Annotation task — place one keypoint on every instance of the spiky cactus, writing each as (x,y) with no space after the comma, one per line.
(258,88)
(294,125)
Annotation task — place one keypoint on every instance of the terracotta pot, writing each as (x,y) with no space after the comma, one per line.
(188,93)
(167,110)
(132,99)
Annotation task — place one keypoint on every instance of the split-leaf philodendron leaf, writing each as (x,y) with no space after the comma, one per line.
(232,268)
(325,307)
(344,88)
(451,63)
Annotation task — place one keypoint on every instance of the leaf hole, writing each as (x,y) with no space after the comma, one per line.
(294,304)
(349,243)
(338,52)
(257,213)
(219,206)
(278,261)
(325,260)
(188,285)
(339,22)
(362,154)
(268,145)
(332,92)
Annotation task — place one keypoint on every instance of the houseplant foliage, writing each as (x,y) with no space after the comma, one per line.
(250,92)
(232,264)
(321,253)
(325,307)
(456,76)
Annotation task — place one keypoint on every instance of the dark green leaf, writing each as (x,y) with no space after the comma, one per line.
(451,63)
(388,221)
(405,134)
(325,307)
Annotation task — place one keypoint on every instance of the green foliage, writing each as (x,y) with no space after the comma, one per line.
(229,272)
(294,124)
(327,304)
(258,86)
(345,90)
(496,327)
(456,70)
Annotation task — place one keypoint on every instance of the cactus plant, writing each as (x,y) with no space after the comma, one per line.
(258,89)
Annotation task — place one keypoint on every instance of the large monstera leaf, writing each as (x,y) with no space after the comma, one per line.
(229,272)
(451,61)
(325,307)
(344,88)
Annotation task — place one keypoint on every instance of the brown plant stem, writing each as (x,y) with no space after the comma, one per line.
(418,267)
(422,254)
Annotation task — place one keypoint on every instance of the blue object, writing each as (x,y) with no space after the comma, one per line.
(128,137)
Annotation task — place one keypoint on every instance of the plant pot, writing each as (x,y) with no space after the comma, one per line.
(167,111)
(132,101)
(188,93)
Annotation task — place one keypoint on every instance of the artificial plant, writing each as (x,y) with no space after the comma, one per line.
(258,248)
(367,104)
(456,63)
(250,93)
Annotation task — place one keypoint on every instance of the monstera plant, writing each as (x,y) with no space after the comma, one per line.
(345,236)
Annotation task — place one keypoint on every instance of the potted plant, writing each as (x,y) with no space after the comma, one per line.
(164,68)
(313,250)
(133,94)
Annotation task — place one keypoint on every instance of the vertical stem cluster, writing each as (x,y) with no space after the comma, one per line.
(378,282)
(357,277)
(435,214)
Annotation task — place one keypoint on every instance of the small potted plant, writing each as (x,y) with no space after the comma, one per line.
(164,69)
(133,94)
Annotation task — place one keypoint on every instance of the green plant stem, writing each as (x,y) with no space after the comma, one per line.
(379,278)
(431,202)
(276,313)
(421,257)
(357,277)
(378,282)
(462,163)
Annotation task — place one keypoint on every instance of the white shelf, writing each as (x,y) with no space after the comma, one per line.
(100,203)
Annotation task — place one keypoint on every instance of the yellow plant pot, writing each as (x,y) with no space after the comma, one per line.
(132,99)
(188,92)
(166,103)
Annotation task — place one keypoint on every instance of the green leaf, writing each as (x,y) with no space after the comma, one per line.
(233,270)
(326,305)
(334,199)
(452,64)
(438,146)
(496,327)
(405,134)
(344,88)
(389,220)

────────────────

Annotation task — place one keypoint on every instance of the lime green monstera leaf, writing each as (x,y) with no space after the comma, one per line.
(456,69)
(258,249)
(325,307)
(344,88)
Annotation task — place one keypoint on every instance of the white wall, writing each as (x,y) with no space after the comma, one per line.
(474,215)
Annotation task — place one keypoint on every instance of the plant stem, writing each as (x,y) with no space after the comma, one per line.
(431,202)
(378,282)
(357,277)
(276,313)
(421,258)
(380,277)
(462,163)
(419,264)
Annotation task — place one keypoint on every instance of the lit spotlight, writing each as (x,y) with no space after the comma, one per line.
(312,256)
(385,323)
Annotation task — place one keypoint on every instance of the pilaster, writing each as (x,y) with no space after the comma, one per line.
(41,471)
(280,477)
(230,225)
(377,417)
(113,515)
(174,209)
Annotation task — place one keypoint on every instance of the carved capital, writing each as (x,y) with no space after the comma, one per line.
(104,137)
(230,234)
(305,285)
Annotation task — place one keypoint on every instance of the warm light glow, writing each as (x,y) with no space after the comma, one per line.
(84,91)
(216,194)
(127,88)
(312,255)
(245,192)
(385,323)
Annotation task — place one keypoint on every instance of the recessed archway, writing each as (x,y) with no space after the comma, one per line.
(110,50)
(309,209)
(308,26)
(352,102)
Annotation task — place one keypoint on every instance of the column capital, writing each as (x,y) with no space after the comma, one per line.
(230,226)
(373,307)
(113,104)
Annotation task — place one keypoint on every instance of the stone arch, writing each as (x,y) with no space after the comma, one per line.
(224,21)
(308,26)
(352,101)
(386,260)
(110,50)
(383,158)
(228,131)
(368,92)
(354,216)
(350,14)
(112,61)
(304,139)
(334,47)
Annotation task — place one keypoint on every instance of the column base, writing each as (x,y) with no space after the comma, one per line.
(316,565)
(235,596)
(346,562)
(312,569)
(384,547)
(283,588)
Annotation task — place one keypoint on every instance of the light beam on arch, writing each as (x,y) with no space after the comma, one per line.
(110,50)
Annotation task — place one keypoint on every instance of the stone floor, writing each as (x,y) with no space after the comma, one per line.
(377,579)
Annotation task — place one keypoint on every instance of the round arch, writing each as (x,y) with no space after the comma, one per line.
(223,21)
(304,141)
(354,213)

────────────────

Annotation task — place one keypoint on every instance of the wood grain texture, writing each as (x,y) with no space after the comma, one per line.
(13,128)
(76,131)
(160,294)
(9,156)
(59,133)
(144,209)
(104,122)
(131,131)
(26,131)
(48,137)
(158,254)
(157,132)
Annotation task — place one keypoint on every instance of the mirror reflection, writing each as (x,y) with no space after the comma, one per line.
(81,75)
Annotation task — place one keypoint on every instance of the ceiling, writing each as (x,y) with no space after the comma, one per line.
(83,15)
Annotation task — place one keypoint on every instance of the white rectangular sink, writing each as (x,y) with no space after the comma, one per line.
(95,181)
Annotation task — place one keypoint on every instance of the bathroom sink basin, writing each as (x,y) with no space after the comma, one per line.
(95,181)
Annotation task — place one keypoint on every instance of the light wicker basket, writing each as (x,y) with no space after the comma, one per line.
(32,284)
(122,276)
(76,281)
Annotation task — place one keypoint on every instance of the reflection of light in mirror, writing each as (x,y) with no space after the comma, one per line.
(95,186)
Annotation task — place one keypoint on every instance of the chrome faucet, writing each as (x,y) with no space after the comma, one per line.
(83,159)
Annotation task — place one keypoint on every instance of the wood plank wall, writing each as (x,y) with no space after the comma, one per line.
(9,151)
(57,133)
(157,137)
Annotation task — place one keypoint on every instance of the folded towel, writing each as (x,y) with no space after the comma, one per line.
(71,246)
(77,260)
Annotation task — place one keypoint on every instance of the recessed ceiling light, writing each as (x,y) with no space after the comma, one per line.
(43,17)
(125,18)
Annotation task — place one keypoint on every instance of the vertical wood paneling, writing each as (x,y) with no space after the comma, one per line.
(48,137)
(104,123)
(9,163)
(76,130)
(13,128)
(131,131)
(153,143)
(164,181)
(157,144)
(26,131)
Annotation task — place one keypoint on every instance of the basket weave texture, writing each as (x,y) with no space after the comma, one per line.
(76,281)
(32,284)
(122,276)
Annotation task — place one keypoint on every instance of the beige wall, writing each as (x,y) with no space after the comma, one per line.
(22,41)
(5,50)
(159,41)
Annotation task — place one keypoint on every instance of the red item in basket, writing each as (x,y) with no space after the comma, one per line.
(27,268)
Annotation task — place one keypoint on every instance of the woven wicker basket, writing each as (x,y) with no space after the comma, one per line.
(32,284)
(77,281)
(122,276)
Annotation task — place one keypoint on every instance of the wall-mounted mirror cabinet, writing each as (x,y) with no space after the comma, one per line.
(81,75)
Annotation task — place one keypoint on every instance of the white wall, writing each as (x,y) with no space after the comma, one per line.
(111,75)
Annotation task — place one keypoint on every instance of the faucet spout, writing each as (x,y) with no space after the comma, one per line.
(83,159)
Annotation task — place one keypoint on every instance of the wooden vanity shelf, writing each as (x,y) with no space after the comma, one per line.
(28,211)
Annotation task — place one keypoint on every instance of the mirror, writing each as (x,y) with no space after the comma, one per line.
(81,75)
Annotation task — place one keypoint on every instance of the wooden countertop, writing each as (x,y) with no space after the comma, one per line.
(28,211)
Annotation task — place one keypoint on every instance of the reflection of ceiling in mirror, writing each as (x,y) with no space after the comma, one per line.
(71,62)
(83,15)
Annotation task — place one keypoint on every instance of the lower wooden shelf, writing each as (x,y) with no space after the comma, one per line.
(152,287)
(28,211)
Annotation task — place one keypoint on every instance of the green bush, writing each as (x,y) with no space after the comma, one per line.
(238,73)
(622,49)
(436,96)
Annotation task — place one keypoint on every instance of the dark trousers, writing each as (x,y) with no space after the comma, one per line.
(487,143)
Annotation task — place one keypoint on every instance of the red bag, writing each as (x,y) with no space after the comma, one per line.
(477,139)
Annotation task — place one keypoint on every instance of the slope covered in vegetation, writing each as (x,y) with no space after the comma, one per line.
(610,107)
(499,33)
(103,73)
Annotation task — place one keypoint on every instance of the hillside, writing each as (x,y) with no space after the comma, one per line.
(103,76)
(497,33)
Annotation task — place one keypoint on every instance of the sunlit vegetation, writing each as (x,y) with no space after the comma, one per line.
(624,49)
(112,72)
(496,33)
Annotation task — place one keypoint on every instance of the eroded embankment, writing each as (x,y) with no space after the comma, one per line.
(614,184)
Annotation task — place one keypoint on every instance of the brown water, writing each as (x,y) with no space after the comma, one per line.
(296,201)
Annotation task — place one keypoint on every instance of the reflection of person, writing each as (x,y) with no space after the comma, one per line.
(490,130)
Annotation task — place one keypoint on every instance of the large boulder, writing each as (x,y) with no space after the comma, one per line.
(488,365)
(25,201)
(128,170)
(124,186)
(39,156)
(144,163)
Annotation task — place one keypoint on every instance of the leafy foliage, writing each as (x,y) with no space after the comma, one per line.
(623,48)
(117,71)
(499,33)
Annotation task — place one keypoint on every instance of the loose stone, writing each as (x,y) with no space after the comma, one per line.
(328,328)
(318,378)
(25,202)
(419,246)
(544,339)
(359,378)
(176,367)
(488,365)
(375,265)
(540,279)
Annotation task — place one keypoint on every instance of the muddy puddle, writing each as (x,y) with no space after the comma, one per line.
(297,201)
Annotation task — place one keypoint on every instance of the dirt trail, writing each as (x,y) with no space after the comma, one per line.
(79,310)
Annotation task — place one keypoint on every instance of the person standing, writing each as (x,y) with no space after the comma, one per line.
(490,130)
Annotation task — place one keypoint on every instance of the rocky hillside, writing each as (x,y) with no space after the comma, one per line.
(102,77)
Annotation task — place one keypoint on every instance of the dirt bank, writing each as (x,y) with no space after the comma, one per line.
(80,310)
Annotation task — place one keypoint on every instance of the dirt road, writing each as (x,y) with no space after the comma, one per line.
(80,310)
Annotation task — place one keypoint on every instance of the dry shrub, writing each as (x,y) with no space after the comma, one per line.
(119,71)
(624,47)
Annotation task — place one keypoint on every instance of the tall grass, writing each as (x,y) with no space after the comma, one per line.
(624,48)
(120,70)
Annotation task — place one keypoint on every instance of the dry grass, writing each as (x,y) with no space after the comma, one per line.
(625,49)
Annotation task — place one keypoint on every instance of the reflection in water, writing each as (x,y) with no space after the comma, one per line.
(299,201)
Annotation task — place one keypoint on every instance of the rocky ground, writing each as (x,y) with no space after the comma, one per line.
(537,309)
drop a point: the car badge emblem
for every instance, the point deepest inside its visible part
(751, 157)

────────────────

Pull out every line in the entries above that contains the string "faucet".

▶ [TASK ANSWER]
Annotation task — place one keypoint on every instance of the chrome faucet, writing each as (x,y) with no space after the comma, one per line.
Annotation task — place one keypoint on every instance of the faucet spout, writing each as (x,y) with no space after the comma, one per line.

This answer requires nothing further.